• **TASK INSTRUCTIONS**:
Count the lines in the records below that contain the word "brass". State only the number.

──────── MATERIAL SHOWN

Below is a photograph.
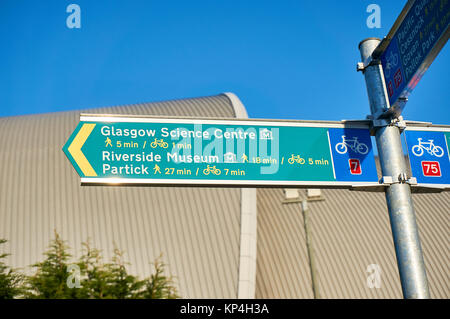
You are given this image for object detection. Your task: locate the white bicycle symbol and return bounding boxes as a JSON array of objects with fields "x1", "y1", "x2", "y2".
[
  {"x1": 412, "y1": 137, "x2": 444, "y2": 157},
  {"x1": 384, "y1": 51, "x2": 398, "y2": 78},
  {"x1": 335, "y1": 135, "x2": 369, "y2": 155}
]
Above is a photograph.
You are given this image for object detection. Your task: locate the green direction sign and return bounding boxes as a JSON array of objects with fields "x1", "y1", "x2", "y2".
[{"x1": 63, "y1": 115, "x2": 379, "y2": 187}]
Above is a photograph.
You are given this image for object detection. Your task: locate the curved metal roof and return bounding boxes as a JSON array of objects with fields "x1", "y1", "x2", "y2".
[
  {"x1": 0, "y1": 95, "x2": 246, "y2": 298},
  {"x1": 0, "y1": 94, "x2": 450, "y2": 298}
]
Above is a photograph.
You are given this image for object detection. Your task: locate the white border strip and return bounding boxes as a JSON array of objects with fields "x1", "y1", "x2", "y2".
[
  {"x1": 405, "y1": 126, "x2": 450, "y2": 132},
  {"x1": 80, "y1": 115, "x2": 369, "y2": 129},
  {"x1": 81, "y1": 177, "x2": 382, "y2": 186},
  {"x1": 327, "y1": 131, "x2": 336, "y2": 179}
]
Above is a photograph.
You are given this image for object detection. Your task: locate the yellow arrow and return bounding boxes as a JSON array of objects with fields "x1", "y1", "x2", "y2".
[{"x1": 68, "y1": 124, "x2": 97, "y2": 176}]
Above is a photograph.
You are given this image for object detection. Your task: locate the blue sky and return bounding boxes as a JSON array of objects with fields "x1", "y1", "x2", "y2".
[{"x1": 0, "y1": 0, "x2": 450, "y2": 124}]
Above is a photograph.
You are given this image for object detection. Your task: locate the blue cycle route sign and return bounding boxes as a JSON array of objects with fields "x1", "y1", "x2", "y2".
[
  {"x1": 405, "y1": 127, "x2": 450, "y2": 188},
  {"x1": 374, "y1": 0, "x2": 450, "y2": 115}
]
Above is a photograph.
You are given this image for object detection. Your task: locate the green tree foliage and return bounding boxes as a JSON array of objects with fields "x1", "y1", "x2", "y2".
[
  {"x1": 18, "y1": 232, "x2": 178, "y2": 299},
  {"x1": 0, "y1": 239, "x2": 24, "y2": 299},
  {"x1": 25, "y1": 231, "x2": 78, "y2": 299}
]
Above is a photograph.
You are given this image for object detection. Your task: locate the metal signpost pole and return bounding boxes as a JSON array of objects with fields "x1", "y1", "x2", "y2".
[{"x1": 359, "y1": 38, "x2": 429, "y2": 299}]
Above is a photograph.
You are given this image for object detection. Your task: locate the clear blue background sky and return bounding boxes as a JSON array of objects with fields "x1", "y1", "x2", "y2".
[{"x1": 0, "y1": 0, "x2": 450, "y2": 124}]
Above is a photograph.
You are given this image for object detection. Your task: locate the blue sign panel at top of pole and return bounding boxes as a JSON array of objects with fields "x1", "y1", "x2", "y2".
[{"x1": 380, "y1": 0, "x2": 450, "y2": 113}]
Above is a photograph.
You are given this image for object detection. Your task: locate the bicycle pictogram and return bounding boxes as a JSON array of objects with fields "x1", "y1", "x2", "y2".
[
  {"x1": 384, "y1": 51, "x2": 398, "y2": 78},
  {"x1": 203, "y1": 165, "x2": 220, "y2": 175},
  {"x1": 335, "y1": 135, "x2": 369, "y2": 155},
  {"x1": 150, "y1": 138, "x2": 169, "y2": 148},
  {"x1": 412, "y1": 137, "x2": 444, "y2": 157},
  {"x1": 288, "y1": 154, "x2": 305, "y2": 164}
]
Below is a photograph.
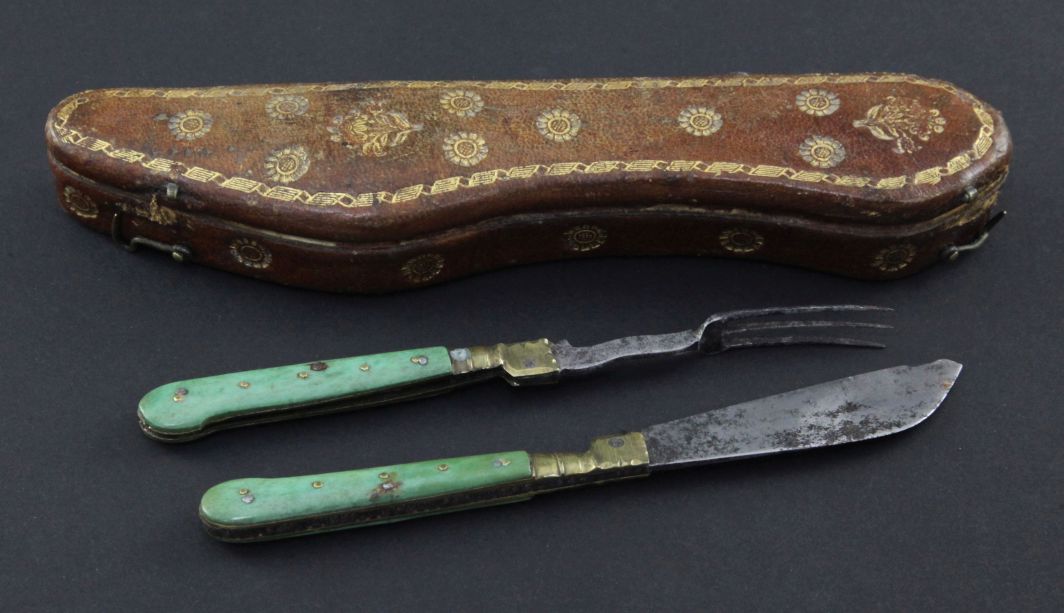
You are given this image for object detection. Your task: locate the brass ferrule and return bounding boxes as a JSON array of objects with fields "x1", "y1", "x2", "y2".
[
  {"x1": 530, "y1": 432, "x2": 650, "y2": 490},
  {"x1": 450, "y1": 338, "x2": 561, "y2": 385}
]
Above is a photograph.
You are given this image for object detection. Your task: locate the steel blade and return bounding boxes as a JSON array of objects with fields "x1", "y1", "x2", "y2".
[{"x1": 643, "y1": 360, "x2": 961, "y2": 469}]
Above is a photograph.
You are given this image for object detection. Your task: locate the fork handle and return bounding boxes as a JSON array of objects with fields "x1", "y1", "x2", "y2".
[
  {"x1": 137, "y1": 338, "x2": 560, "y2": 443},
  {"x1": 137, "y1": 347, "x2": 454, "y2": 442}
]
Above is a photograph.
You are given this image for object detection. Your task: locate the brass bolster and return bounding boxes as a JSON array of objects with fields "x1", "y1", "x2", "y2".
[
  {"x1": 530, "y1": 432, "x2": 650, "y2": 490},
  {"x1": 451, "y1": 338, "x2": 561, "y2": 384}
]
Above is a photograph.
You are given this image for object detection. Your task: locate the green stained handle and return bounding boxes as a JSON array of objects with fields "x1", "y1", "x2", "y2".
[
  {"x1": 199, "y1": 451, "x2": 533, "y2": 542},
  {"x1": 137, "y1": 347, "x2": 452, "y2": 441}
]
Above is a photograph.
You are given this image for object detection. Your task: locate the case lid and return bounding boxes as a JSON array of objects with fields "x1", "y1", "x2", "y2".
[{"x1": 47, "y1": 73, "x2": 1011, "y2": 242}]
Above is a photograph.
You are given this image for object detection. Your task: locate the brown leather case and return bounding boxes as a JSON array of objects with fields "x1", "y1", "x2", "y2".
[{"x1": 47, "y1": 73, "x2": 1011, "y2": 292}]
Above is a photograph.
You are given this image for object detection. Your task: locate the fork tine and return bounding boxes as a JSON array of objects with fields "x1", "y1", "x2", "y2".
[
  {"x1": 726, "y1": 336, "x2": 886, "y2": 349},
  {"x1": 724, "y1": 319, "x2": 894, "y2": 334}
]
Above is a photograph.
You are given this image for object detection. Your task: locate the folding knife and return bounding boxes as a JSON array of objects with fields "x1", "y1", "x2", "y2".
[{"x1": 199, "y1": 360, "x2": 961, "y2": 542}]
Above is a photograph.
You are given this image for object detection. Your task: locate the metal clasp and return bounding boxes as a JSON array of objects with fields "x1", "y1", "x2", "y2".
[
  {"x1": 111, "y1": 211, "x2": 193, "y2": 262},
  {"x1": 942, "y1": 211, "x2": 1005, "y2": 262}
]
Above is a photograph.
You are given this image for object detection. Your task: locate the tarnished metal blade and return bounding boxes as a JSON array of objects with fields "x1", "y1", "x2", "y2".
[
  {"x1": 643, "y1": 360, "x2": 961, "y2": 469},
  {"x1": 551, "y1": 330, "x2": 701, "y2": 372}
]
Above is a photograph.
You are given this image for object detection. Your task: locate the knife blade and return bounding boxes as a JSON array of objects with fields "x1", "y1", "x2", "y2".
[
  {"x1": 137, "y1": 304, "x2": 890, "y2": 443},
  {"x1": 199, "y1": 360, "x2": 961, "y2": 542}
]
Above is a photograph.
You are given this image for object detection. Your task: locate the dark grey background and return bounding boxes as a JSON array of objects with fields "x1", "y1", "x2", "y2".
[{"x1": 0, "y1": 0, "x2": 1064, "y2": 611}]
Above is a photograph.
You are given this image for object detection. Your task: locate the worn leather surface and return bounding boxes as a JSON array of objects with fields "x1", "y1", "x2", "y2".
[{"x1": 46, "y1": 73, "x2": 1011, "y2": 292}]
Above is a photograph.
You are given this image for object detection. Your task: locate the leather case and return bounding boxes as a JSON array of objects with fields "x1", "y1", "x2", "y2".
[{"x1": 46, "y1": 73, "x2": 1011, "y2": 292}]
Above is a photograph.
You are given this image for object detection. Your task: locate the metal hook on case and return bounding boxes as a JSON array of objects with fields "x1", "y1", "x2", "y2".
[
  {"x1": 111, "y1": 211, "x2": 193, "y2": 263},
  {"x1": 942, "y1": 211, "x2": 1005, "y2": 262}
]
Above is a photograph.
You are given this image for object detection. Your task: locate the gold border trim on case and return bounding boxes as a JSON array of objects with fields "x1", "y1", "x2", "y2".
[{"x1": 52, "y1": 74, "x2": 994, "y2": 208}]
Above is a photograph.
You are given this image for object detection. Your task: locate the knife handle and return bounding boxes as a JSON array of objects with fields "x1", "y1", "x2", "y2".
[
  {"x1": 137, "y1": 347, "x2": 456, "y2": 442},
  {"x1": 199, "y1": 432, "x2": 649, "y2": 542}
]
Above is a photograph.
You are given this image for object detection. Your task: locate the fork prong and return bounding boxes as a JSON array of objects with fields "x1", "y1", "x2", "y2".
[
  {"x1": 724, "y1": 319, "x2": 894, "y2": 335},
  {"x1": 725, "y1": 336, "x2": 886, "y2": 349}
]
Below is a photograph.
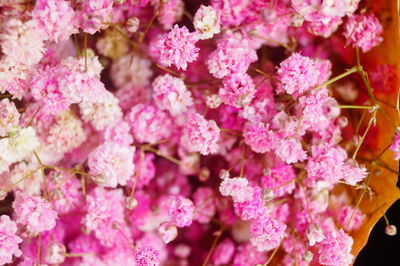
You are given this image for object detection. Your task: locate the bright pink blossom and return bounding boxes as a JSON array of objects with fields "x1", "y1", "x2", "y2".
[
  {"x1": 218, "y1": 73, "x2": 255, "y2": 107},
  {"x1": 343, "y1": 14, "x2": 383, "y2": 53},
  {"x1": 185, "y1": 113, "x2": 220, "y2": 155},
  {"x1": 126, "y1": 104, "x2": 171, "y2": 143},
  {"x1": 157, "y1": 25, "x2": 199, "y2": 70},
  {"x1": 0, "y1": 215, "x2": 22, "y2": 265},
  {"x1": 168, "y1": 196, "x2": 194, "y2": 227},
  {"x1": 250, "y1": 216, "x2": 287, "y2": 252},
  {"x1": 152, "y1": 74, "x2": 193, "y2": 115},
  {"x1": 88, "y1": 141, "x2": 135, "y2": 188},
  {"x1": 33, "y1": 0, "x2": 77, "y2": 42},
  {"x1": 278, "y1": 53, "x2": 318, "y2": 96},
  {"x1": 13, "y1": 192, "x2": 57, "y2": 234}
]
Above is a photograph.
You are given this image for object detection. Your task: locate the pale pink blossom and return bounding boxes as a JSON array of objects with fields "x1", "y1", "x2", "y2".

────────────────

• **FINISHED TASK**:
2